DIY Recipe: Cannabis-Infused Challah for Rosh Hashanah
A year ago
For those in the Jewish community, the end of summer coincides with Rosh Hashanah—the Jewish New Year. It’s a two-day celebration, starting this year at sundown on Sunday, Sept. 9 and continuing until Tuesday, Sept. 11. It marks the start of a brand-new year and commemorates, according to the religion, Adam and Eve’s creation. Like many religious holidays, it’s a time for family and friends to come together, break bread and delight in a time-revered ceremony.
Many traditions come along with Rosh Hashanah, from lighting candles each night and reciting associated blessings to the shofar blowing ceremony and shared meals every day. Each of these meals begin with a ceremony that includes the recitation of a special Kiddush over red wine and challah bread.
Challah is an important part of Judaism—even the number of braids and humps on top of the loaf symbolize various concepts like peace and love. On Rosh Hashanah, the challah bread is dipped into honey, signifying hope for a sweet year.
We hope this cannabis-infused challah bread makes for a celebratory and unique addition to Rosh Hashanah. It can be a great way to incorporate some natural medicine into the holiday to make everyone feel relaxed, happy and festive—and cannabis is also considered kosher if smoked or eaten along with other kosher ingredients.
We hope this cannabis-infused challah helps carry you into a new and sweet year.
Ingredients for Cannabis-Infused Challah Bread for Rosh Hashanah
This recipe makes two loaves of challah bread.
- 1 tsp active dry yeast
- 15 mL cannabis tincture of your choice, plus enough olive oil to make 1/2 cup total
- 3 3/4 cups unbleached bread flour
- 1 1/4 cup warm water
- 1 3/4 tsp table salt
How to Make Cannabis-Infused Challah Bread for Rosh Hashanah
- In a large mixing bowl, combine the yeast and 11/4 cups unbleached bread flour; whisk together until smooth.
- Leave the yeast uncovered to ferment for about 15–20 minutes, or until it begins to expand.
- Once the yeast has puffed up, add the oil and tincture mixture, as well as the salt; whisk thoroughly.

########################################

### Task requirements
**A)** Translate this sentence from the challah recipe into Spanish: "On Rosh Hashanah, the challah bread is dipped into honey, signifying hope for a sweet year."
**B)** Carry on the challah recipe, writing the steps that follow its last one.

########################################

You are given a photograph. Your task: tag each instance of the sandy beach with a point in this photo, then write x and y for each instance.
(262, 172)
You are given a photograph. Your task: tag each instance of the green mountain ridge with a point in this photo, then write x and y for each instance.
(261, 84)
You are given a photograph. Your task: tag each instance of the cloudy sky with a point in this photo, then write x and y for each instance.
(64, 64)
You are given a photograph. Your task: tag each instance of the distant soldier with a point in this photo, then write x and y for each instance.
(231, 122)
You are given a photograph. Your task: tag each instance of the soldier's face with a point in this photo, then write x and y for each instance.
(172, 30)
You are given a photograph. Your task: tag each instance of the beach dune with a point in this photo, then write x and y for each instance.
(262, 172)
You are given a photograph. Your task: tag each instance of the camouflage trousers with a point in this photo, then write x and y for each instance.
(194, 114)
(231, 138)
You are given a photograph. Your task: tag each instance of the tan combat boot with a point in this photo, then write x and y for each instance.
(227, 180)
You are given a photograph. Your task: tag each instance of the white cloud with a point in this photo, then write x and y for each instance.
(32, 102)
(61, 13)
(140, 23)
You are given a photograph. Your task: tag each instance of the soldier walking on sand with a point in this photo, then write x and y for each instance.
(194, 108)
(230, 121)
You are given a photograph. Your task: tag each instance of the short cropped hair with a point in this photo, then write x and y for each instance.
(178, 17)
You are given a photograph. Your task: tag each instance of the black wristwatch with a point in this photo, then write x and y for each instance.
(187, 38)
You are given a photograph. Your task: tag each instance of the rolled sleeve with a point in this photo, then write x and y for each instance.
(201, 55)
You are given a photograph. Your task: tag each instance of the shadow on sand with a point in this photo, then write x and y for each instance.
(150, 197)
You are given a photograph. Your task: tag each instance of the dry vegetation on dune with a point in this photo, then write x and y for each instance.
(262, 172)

########################################

### Answers to the problems
**A)** En Rosh Hashaná, el pan jalá se moja en miel, lo que simboliza la esperanza de un año dulce.

**B)**
- Once the salt is completely dissolved, add the remaining 2 1/2 cups of unbleached flour. It may be easiest to use your hands to combine these ingredients. Add a tablespoon of flour at a time if the dough is too wet, or a tablespoon of water at a time if the dough is too dry. Continue to combine the ingredients until the dough can be formed into a ball.
- On a clean and floured surface, knead the dough using the heel of your palm to push the dough out. Then fold the dough in half and begin kneading again for 6–8 minutes.
- Once the dough is completely kneaded, fill a large mixing bowl with warm water. Let the water heat the bowl and then pour it out. Place the dough inside and cover it, leaving it to ferment for 2–3 hours. The dough should end up being three times the size as when it was originally.
- Line a large baking sheet with parchment paper. Divide the dough in half for the 2 loaves. Divide each loaf into 3 pieces and braid it. Cover these loaves thoroughly with plastic wrap on top of the baking sheet and refrigerate for 8 hours. Remove the loaves from the refrigerator and take the plastic wrap off, covering the loaves with a clean dish towel loosely draped on top. Let them proof for 2 1/2 hours. They should expand significantly, up to 3 times the original size.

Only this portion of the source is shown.